• **Página**:
┄┄┄┄┄┄┄┄┄┄┄┄┄┄┄┄┄┄┄┄
Por su parte, mucho tendrían para aportar los inefables integrantes de las comunidades psi, siempre serviles a la arbitrariedad del poder: la creación de esculturas podría asociarse, por ejemplo, a materializaciones perversas de psiquismos afectados por traumas infantiles. Y habría que perseguir, con todo el aparato punitivo y la premura posibles, esos objetos portadores de patologías estéticas. Los consumidores del arte no serían vistos entonces como personas sofisticadas, sino como enfermos mentales.
La quema de libros y la quema de drogas tiene algo en común: el humo desprendido de sus hogueras es una combustión incalculable de placer aniquilado.
Con las diferencias evidentes del caso, así sucede desde el siglo pasado con la prohibición de las drogas. Me dirán que no es lo mismo una sustancia que un objeto artístico. Y claro. Pero el punto es otro: la arbitrariedad del criterio subyacente. Platón, Lenin, Stalin, Hitler, por poner ejemplos célebres, advirtieron los peligros de algunas expresiones artísticas y, en ciertos casos, directamente las censuraron o prohibieron. La quema de libros y la quema de drogas tiene algo en común: el humo desprendido de sus hogueras es una combustión incalculable de placer aniquilado.
El prohibicionismo es uno de los peores experimentos morales de la historia. Quitó a las personas una herramienta (que, como cualquiera, puede dañar si no se la sabe usar). Solo es comparable a lo que viene haciendo la cultura represiva con el sexo desde sus fundamentos. Plantear esto resulta algo tan simple que la ignorancia de los defensores del estado actual de cosas da pena y rabia a la vez.
┄┄┄┄┄┄┄┄┄┄┄┄┄┄┄┄┄┄┄┄
• **Extracto de registros**:
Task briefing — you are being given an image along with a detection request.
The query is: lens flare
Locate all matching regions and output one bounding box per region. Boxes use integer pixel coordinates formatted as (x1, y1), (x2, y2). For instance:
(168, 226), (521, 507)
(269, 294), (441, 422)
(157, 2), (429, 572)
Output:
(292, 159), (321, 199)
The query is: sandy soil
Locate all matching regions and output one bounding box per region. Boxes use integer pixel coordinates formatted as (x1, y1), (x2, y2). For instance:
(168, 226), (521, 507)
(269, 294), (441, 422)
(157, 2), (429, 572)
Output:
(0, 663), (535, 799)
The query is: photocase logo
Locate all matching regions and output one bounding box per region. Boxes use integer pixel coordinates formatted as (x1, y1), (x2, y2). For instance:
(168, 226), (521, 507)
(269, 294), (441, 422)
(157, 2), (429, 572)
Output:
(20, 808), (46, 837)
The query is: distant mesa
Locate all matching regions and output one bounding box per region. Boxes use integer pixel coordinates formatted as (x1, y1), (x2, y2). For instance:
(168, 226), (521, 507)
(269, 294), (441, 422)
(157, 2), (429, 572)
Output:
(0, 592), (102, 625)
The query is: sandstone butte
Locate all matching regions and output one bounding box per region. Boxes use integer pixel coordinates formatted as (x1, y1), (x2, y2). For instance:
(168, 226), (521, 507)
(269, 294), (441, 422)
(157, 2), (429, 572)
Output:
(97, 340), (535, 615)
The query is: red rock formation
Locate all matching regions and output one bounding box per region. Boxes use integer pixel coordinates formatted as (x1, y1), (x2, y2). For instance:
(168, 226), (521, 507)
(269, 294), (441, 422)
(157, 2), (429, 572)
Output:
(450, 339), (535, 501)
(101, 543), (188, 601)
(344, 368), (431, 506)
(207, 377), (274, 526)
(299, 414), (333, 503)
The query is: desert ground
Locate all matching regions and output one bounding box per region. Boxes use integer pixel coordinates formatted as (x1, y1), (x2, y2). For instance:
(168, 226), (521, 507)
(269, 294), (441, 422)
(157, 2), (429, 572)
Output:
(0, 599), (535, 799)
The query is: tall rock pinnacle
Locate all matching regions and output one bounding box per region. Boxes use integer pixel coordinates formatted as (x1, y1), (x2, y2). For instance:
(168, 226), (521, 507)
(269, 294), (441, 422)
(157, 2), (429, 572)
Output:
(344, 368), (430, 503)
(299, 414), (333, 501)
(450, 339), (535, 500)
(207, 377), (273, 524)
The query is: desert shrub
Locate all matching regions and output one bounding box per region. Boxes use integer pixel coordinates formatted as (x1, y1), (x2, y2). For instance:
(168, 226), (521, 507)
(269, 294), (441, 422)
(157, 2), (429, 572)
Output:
┄┄┄┄┄┄┄┄┄┄┄┄┄┄┄┄┄┄┄┄
Retoma el texto sobre la prohibición de las drogas y continúalo a partir de su última oración.

• **Respuesta**:
Volviendo a la comparación del principio, supongamos que unas décadas luego de la prohibición del arte algunos sensatos plantean una reforma: «¿por qué no legalizar la pintura? No produce, como sabemos, efectos tan nocivos como la poesía o el teatro». Hace poco oí a un político decir que la legalización de la cocaína es imposible de plantear, aunque sí resulta conveniente en el caso de la marihuana. ¿Ah sí? La cocaína es una droga muy interesante. Al menos en mi caso va bien en ciertos estados que quiero transitar bajo su abrigo: la locuacidad con ella se parece a una cascada con tempos lentos y acelerados, según la dosis. La cabeza va un poco más rápido, y la velocidad de sus efectos funciona como un modulador anímico de alta tonicidad y con gran inmediatez. Permite lo que podría llamarse una ebriedad compleja, porque hace al organismo más generoso en la recepción de otras sustancias que, ingeridas de modo combinado y equilibrado, provocan sensaciones de gran sutileza física y mental. Su desventaja: la corta duración de su estímulo.
No. No hay que legalizar las drogas. No se pueden legalizar la pintura o la poesía o las caricias. No seamos ridículos. Hay que abolir la prohibición.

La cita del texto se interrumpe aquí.